● **ACTIVITY**
A picture-free, exact transcript of the entries below is required.

Records from a data source:
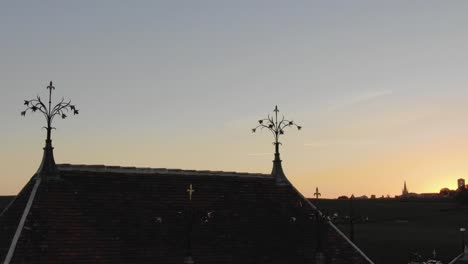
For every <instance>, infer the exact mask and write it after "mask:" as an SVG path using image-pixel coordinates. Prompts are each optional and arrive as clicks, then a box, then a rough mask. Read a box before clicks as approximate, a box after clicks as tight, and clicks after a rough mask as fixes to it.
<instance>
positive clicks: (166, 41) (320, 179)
mask: <svg viewBox="0 0 468 264" xmlns="http://www.w3.org/2000/svg"><path fill="white" fill-rule="evenodd" d="M467 12H468V2H466V1H431V0H424V1H423V0H415V1H407V0H404V1H398V0H395V1H375V0H369V1H360V0H356V1H329V0H326V1H325V0H324V1H299V0H298V1H275V0H273V1H253V0H248V1H242V0H239V1H223V0H213V1H203V0H201V1H189V0H186V1H178V0H171V1H114V0H112V1H110V0H101V1H85V0H83V1H40V2H39V1H2V2H1V3H0V35H1V41H0V58H1V62H0V89H1V97H0V121H1V124H2V126H1V129H0V146H1V148H0V149H1V151H0V160H1V161H0V169H1V173H0V177H1V181H0V182H1V183H0V195H11V194H17V193H18V192H19V191H20V190H21V188H22V187H23V186H24V185H25V184H26V183H27V181H28V180H29V179H30V178H31V176H32V175H33V174H34V173H35V171H36V170H37V168H38V167H39V164H40V160H41V158H42V147H43V145H44V139H45V130H43V129H41V128H42V127H43V126H44V125H45V121H44V119H43V117H42V116H40V115H39V114H34V115H27V116H26V117H21V116H20V112H21V111H22V110H23V107H24V106H23V100H24V99H32V98H34V97H35V96H36V95H40V96H42V97H43V98H46V96H47V90H46V86H47V84H48V82H49V81H51V80H52V81H54V86H55V87H56V90H55V91H54V99H55V100H60V99H61V98H62V97H64V98H65V99H71V100H72V102H73V103H74V104H76V105H77V107H78V109H80V114H79V115H78V116H74V117H71V118H67V119H65V120H61V119H60V120H59V119H57V120H55V122H54V126H55V127H56V128H57V130H54V131H53V135H52V137H53V144H54V147H55V159H56V161H57V163H72V164H105V165H119V166H138V167H154V168H180V169H200V170H224V171H239V172H261V173H270V172H271V168H272V160H273V152H274V147H273V145H272V141H273V138H272V137H271V134H269V133H267V132H266V131H264V133H255V134H252V133H251V128H253V127H254V126H255V125H256V124H257V120H258V119H261V118H264V117H266V116H267V115H268V114H269V113H272V110H273V109H274V107H275V105H278V107H279V109H280V114H284V116H285V117H286V118H288V119H293V120H294V121H295V122H297V123H298V124H300V125H302V127H303V129H302V130H301V131H297V130H293V129H291V130H289V131H286V133H285V135H284V137H283V138H282V139H281V142H282V143H283V145H282V146H281V158H282V160H283V168H284V170H285V173H286V175H287V177H288V178H289V180H290V181H291V182H292V183H293V184H294V185H295V186H296V187H297V188H298V189H299V190H300V191H301V192H302V193H303V194H304V195H306V196H312V195H313V193H314V192H315V188H316V187H318V188H319V190H320V193H321V194H322V197H326V198H336V197H338V196H340V195H351V194H354V195H355V196H361V195H368V196H370V195H372V194H375V195H377V196H381V195H387V194H388V195H391V196H393V195H396V194H400V193H401V190H402V188H403V182H404V181H406V182H407V186H408V189H409V191H410V192H417V193H422V192H438V191H439V190H440V189H441V188H443V187H449V188H451V189H455V188H456V180H457V179H458V178H468V122H467V121H468V104H467V103H466V102H467V101H468V74H467V72H468V50H467V43H468V27H467V25H468V16H466V13H467Z"/></svg>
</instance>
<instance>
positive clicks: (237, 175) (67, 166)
mask: <svg viewBox="0 0 468 264" xmlns="http://www.w3.org/2000/svg"><path fill="white" fill-rule="evenodd" d="M57 167H58V169H59V170H60V171H89V172H113V173H137V174H159V173H164V174H175V175H187V174H190V175H223V176H243V177H245V176H250V177H268V176H271V175H270V174H264V173H250V172H236V171H211V170H188V169H185V170H184V169H170V168H150V167H132V166H106V165H86V164H69V163H65V164H57Z"/></svg>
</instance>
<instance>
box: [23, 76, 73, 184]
mask: <svg viewBox="0 0 468 264" xmlns="http://www.w3.org/2000/svg"><path fill="white" fill-rule="evenodd" d="M46 89H48V90H49V103H48V105H46V104H45V103H43V102H42V100H41V98H40V97H39V95H38V96H37V97H36V99H32V100H24V105H25V106H26V109H25V110H24V111H23V112H21V115H22V116H26V113H27V112H37V111H38V112H40V113H42V115H43V116H44V117H45V119H46V122H47V126H46V127H44V128H45V129H46V130H47V138H46V141H45V143H46V144H45V147H44V155H43V157H42V162H41V165H40V166H39V169H38V170H37V172H36V175H37V176H39V177H42V178H43V179H46V177H50V178H52V179H54V178H55V179H57V178H59V173H58V169H57V165H56V164H55V160H54V148H53V147H52V139H51V132H52V129H55V128H54V127H52V121H53V120H54V117H56V116H60V117H62V119H65V118H67V115H66V113H68V112H71V113H73V115H77V114H78V109H76V107H75V106H74V105H72V104H71V101H68V102H65V100H64V99H63V98H62V100H61V101H60V103H58V104H57V105H55V106H54V107H52V90H55V87H54V86H53V85H52V81H50V83H49V86H47V88H46Z"/></svg>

● **YOUR SOLUTION**
For every <instance>, infer the exact mask and write it after "mask:" as an SVG path using image-pixel coordinates. Prompts are each optional and arrive as clicks, then a box, then a rough mask. Read a box before clicks as approximate, a box after clicks as tight, and clicks after a rough mask as fixes to it.
<instance>
positive clicks: (166, 41) (320, 179)
mask: <svg viewBox="0 0 468 264" xmlns="http://www.w3.org/2000/svg"><path fill="white" fill-rule="evenodd" d="M467 12H468V2H466V1H431V0H424V1H423V0H415V1H407V0H404V1H398V0H395V1H375V0H369V1H360V0H356V1H329V0H326V1H325V0H324V1H299V0H298V1H275V0H273V1H253V0H248V1H242V0H239V1H223V0H213V1H203V0H201V1H189V0H186V1H178V0H171V1H114V0H112V1H110V0H101V1H85V0H83V1H40V2H39V1H2V2H1V3H0V35H1V41H0V58H1V62H0V89H1V97H0V121H1V124H2V126H1V129H0V146H1V148H0V149H1V151H0V160H1V161H0V169H1V173H0V177H1V181H0V182H1V183H0V195H11V194H17V193H18V192H19V191H20V190H21V188H22V187H23V186H24V185H25V184H26V183H27V181H28V180H29V179H30V178H31V176H32V175H33V174H34V173H35V171H36V170H37V168H38V167H39V164H40V160H41V158H42V147H43V145H44V139H45V130H43V129H41V128H42V127H43V126H44V125H45V121H44V119H43V117H42V116H40V115H39V114H34V115H27V116H26V117H21V116H20V112H21V111H22V110H23V107H24V106H23V100H24V99H32V98H34V97H35V96H36V95H40V96H42V97H43V98H46V96H47V90H46V86H47V84H48V82H49V81H51V80H52V81H54V86H55V87H56V90H55V91H54V99H55V100H60V99H61V98H62V97H64V98H65V99H71V100H72V102H73V103H74V104H76V105H77V107H78V109H80V114H79V115H78V116H74V117H71V118H67V119H65V120H61V119H60V120H59V119H57V120H55V122H54V126H55V127H56V128H57V130H54V131H53V135H52V137H53V144H54V147H55V159H56V161H57V163H72V164H105V165H119V166H138V167H154V168H180V169H200V170H224V171H239V172H261V173H270V172H271V168H272V160H273V152H274V147H273V145H272V141H273V138H272V137H271V134H269V133H267V132H266V131H264V133H255V134H252V133H251V128H253V127H254V126H255V125H256V124H257V120H258V119H261V118H264V117H266V116H267V115H268V114H269V113H272V110H273V109H274V107H275V105H278V107H279V109H280V114H284V116H285V117H286V118H288V119H293V120H294V121H295V122H297V123H298V124H300V125H302V127H303V129H302V130H301V131H297V130H293V129H291V130H289V131H286V133H285V135H284V137H283V138H282V139H281V142H282V143H283V145H282V146H281V158H282V160H283V168H284V170H285V173H286V175H287V177H288V178H289V180H290V181H291V182H292V183H293V184H294V185H295V186H296V187H297V188H298V189H299V190H300V191H301V192H302V193H303V194H304V195H306V196H312V195H313V193H314V192H315V188H316V187H318V188H319V190H320V193H321V194H322V197H326V198H336V197H338V196H340V195H351V194H354V195H355V196H361V195H368V196H370V195H372V194H375V195H377V196H381V195H387V194H388V195H391V196H393V195H396V194H400V193H401V190H402V188H403V182H404V181H406V182H407V186H408V189H409V191H410V192H417V193H422V192H438V191H439V190H440V189H441V188H443V187H449V188H451V189H455V188H456V180H457V179H458V178H468V122H467V121H468V104H467V103H466V102H467V101H468V74H467V72H468V50H467V43H468V27H467V25H468V16H466V13H467Z"/></svg>
</instance>
<instance>
positive clicks: (237, 175) (67, 166)
mask: <svg viewBox="0 0 468 264" xmlns="http://www.w3.org/2000/svg"><path fill="white" fill-rule="evenodd" d="M57 167H58V169H59V170H60V171H89V172H113V173H137V174H159V173H164V174H175V175H187V174H190V175H223V176H243V177H245V176H250V177H268V176H271V175H270V174H264V173H250V172H236V171H211V170H188V169H185V170H184V169H170V168H150V167H132V166H106V165H86V164H69V163H65V164H57Z"/></svg>
</instance>
<instance>
box: [23, 76, 73, 184]
mask: <svg viewBox="0 0 468 264" xmlns="http://www.w3.org/2000/svg"><path fill="white" fill-rule="evenodd" d="M46 89H48V90H49V103H48V105H46V104H45V103H43V102H42V100H41V98H40V97H39V95H38V96H37V97H36V99H32V100H24V105H25V106H26V109H25V110H24V111H23V112H21V115H22V116H26V113H27V112H37V111H38V112H40V113H42V115H43V116H44V117H45V119H46V122H47V126H46V127H44V128H45V129H46V130H47V138H46V141H45V143H46V144H45V147H44V155H43V157H42V162H41V165H40V166H39V169H38V170H37V172H36V175H37V176H39V177H42V178H43V179H46V177H50V178H52V179H54V178H55V179H57V178H59V173H58V169H57V165H56V164H55V160H54V148H53V147H52V139H51V132H52V129H55V128H54V127H52V121H53V120H54V117H56V116H60V117H62V119H65V118H67V115H66V113H68V112H71V113H73V115H77V114H78V109H76V107H75V106H74V105H72V104H71V101H68V102H65V100H64V99H63V98H62V100H61V101H60V103H58V104H57V105H55V106H54V107H52V90H55V87H54V86H53V85H52V81H50V83H49V86H47V88H46Z"/></svg>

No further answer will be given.